▶ _What the task asks_: All of the data should be output character for character, except the pictures.

* BEGIN Provided data *

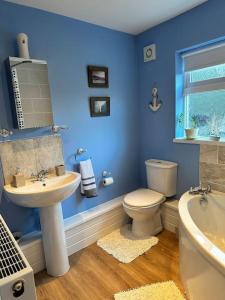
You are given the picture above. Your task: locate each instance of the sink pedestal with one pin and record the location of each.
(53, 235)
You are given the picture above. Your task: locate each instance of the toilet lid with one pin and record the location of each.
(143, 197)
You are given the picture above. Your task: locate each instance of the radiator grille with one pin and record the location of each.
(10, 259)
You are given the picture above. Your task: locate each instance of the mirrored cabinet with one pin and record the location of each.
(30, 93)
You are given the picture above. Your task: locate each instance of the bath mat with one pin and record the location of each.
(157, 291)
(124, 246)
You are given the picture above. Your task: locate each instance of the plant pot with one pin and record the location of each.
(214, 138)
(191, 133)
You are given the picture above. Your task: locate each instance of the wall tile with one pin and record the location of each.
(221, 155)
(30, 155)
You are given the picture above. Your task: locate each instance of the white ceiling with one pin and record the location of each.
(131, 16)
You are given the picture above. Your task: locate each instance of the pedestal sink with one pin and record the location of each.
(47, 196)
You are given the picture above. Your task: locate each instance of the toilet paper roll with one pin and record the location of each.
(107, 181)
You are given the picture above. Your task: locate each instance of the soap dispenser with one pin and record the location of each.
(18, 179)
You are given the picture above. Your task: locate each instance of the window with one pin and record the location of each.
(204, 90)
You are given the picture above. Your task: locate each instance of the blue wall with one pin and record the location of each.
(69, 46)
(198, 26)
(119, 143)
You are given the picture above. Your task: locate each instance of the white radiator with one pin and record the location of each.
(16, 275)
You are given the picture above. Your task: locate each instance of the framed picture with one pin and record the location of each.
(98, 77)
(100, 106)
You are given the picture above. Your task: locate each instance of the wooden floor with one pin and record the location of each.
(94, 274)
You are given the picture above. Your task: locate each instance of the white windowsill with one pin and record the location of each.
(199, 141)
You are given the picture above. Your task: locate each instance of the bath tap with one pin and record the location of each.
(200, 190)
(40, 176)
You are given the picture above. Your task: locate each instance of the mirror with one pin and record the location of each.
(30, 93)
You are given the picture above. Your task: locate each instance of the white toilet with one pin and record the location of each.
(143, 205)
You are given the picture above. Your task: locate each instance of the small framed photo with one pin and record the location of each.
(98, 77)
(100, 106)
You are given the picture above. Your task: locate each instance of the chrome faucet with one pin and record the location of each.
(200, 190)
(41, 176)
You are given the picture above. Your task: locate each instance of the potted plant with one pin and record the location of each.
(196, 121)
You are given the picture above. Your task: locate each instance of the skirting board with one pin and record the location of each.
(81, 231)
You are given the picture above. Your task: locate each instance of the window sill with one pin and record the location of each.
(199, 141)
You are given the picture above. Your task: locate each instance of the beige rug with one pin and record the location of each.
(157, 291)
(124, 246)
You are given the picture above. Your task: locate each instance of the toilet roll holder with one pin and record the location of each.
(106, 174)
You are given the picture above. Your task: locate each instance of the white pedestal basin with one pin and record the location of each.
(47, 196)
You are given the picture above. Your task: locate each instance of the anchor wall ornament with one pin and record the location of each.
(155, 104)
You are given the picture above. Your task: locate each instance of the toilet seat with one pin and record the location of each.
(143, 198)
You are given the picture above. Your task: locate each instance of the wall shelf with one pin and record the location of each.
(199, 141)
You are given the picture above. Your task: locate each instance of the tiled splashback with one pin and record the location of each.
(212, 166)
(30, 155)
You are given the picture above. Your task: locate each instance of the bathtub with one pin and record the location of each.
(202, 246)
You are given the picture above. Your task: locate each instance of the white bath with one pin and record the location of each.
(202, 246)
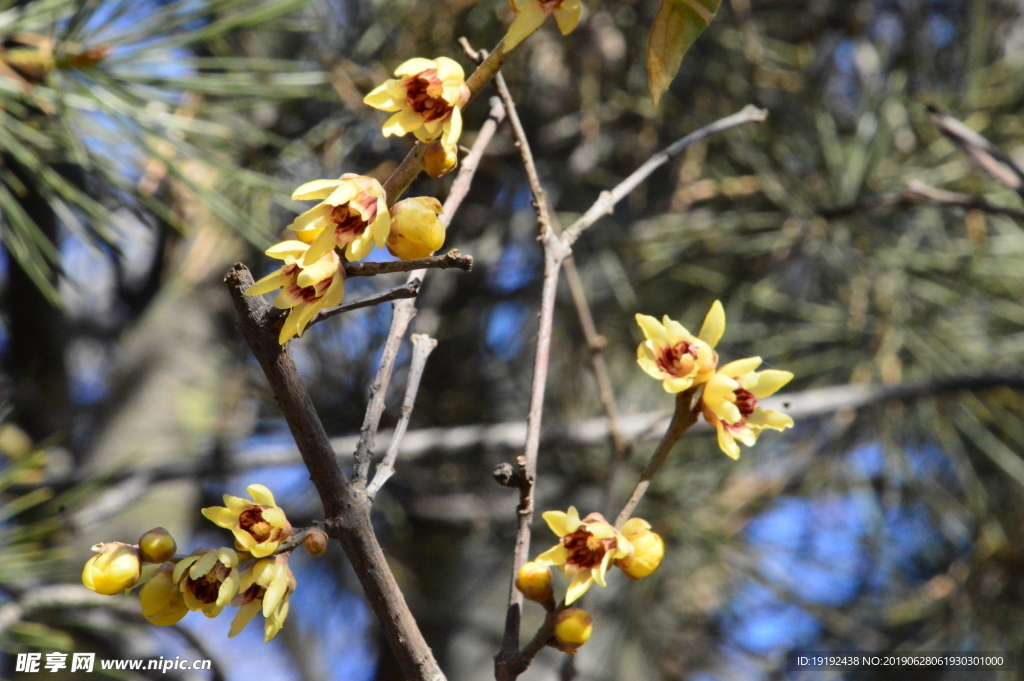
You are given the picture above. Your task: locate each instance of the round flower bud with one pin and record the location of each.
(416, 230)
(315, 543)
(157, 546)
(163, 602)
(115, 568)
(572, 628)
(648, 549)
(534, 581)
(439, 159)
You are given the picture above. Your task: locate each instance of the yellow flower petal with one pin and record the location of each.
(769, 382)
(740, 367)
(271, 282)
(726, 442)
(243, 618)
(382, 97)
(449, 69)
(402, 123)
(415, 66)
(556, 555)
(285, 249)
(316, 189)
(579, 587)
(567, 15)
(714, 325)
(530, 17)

* END Provided data *

▶ _Answer to this exercise_:
You are given the picture above. Your task: locate each instance of the sink pedestal with one pin and record the location of each.
(53, 235)
You are given the picture above. Your task: locate each instance of the toilet lid with one pin and record the location of each.
(143, 197)
You are given the picture above. Your task: locate each instance of the radiator grille with one pin and record the location of each.
(10, 259)
You are given the picture above. Your task: locate each instance of the mirrored cabinet with one pin and record the location of each.
(30, 93)
You are given the picture above. Your task: locate each instance of the bath mat with one pin and record the location of each.
(157, 291)
(124, 246)
You are given the picture above. Your task: locate each instance of the plant pot with one pin and record the location of each.
(214, 138)
(191, 133)
You are given the picture above. Your task: locate each instance of the wall tile with one pin and record the location of each.
(221, 155)
(30, 155)
You are given the picture above. Your task: locate each instance of the white ceiling with one pin and record the location of each.
(131, 16)
You are given the picture above. Your task: locate each instance of the pedestal sink with one pin and record the location of each.
(47, 196)
You are given the picture above. Your task: locate each instance of the toilet paper roll with one pin and record the location of each.
(107, 181)
You are given the picture above. Your task: locate each instance of the soap dispenser with one pin and record the location of each.
(18, 179)
You are given the picture above. Your task: locate each instance of the window with one pin and record the location of each.
(204, 90)
You are given the picture above. Your task: locate each instance of the blue wall with one pin and record the location of each.
(69, 46)
(198, 26)
(119, 143)
You are given the picture above. Your task: locate each instance of the white radiator with one pin and record the location of each.
(16, 275)
You are given the picture above. Your task: locate each instance of the framed picture with one pin and record the location of each.
(98, 77)
(100, 106)
You are given the picture above. Your task: locate each instance of the wooden floor with one pin and record the location of each.
(94, 274)
You are given the picture above. Your task: locate each instance of the white windowsill with one pin and record the location of each.
(199, 141)
You are given the picture above. Your task: locate each instance of the bath tap with one pin and record the location of each.
(200, 190)
(40, 176)
You are given the picture above. Your task: locate each instance of the mirror with one pin and record the location of each.
(30, 93)
You are given the picture above. Your task: locate each instance of the white toilet with one pin and record the location of each.
(143, 205)
You are given the picture above. Your task: locate each instance of the small framed photo with one pin and record the location of each.
(98, 77)
(100, 106)
You are given the picture above. Your task: locate each instance of the chrome faucet with one pin and record the location of each.
(200, 190)
(41, 176)
You are given the picture above. Your task: locate each instance of the potted plant with one pin and record the location of each.
(196, 121)
You are given the picture above. Your task: locate each instance of the skirting board with one pin and record the location of each.
(81, 231)
You are given the picture above. Your task: locate each instance of the window sill with one pin and record the location of each.
(199, 141)
You are given the picture above. Your task: locate each instance of the beige rug with one pin and record the location of each.
(157, 291)
(124, 246)
You are given the picture above. Your task: locate each instance of the toilet roll holder with one pin and record the location of each.
(106, 174)
You are given the picture above. Your task: locate each instance of the white pedestal basin with one pin and record the location of each.
(47, 196)
You are given the picture above. Your task: locate each instance of the anchor wall ornament with one pin and record the location of each.
(155, 104)
You are given the picture above. Your task: locate each instance of the toilet seat with one pin and record the location of each.
(143, 198)
You are given the picture above. Your task: locate each instance of the wall shelf with one pin and record the location of each.
(199, 141)
You are given the picture above. Your task: locate each instance of the tiled splashback with one pin and record the location of each.
(212, 166)
(30, 155)
You are given the picture above. Your task: locate each instance of the bathtub with one pin and record the location of each.
(202, 246)
You are given the picture above. Your task: locate each instance of the white bath with one pin and record the location of each.
(202, 246)
You are given the picture above. Your task: locate each instance of the round flower bud with one pin and record the location of each.
(416, 230)
(315, 543)
(157, 546)
(163, 602)
(115, 568)
(572, 628)
(648, 549)
(534, 581)
(439, 159)
You are given the picture above. Your task: locate each instance of the yellow flower petal with one pin and record the location of each.
(769, 382)
(740, 367)
(271, 282)
(726, 442)
(243, 618)
(382, 97)
(449, 69)
(402, 123)
(415, 66)
(556, 555)
(285, 249)
(316, 189)
(579, 587)
(567, 15)
(714, 325)
(530, 17)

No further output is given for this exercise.